▶ _To do_
Restate the entries below exactly. Images are not part of the copy.

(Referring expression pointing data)
_ _ _ _
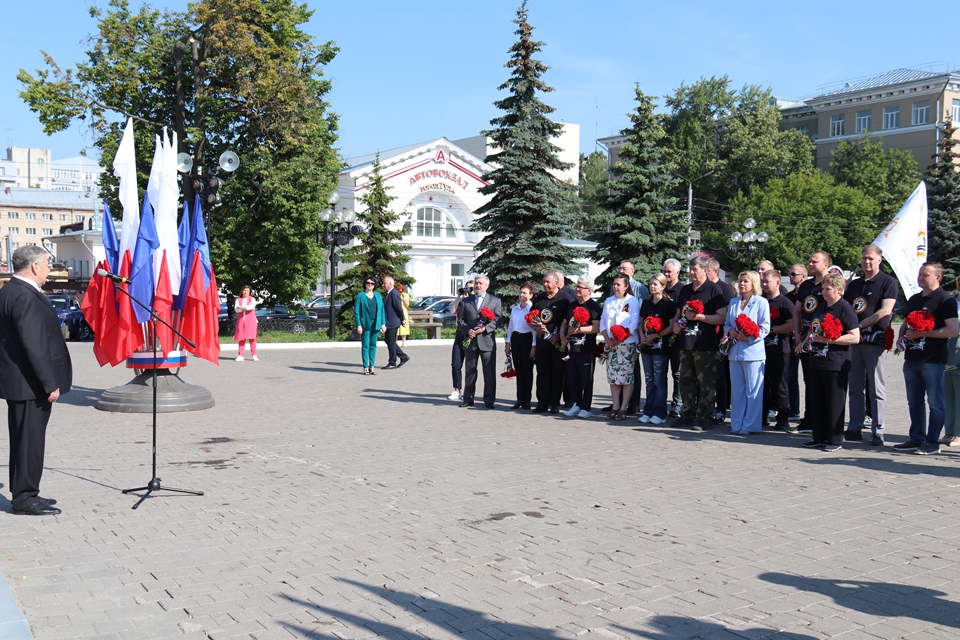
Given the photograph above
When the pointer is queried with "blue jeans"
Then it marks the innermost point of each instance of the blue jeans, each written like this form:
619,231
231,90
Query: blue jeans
655,375
924,379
_ _ _ _
▶ _Written solution_
Given the photograph above
When the pointer is queried with "blue jeans"
Then it marks the innermost point of each instance of the blue jeans, each written like this form:
619,231
231,90
Query: blue jeans
655,375
924,379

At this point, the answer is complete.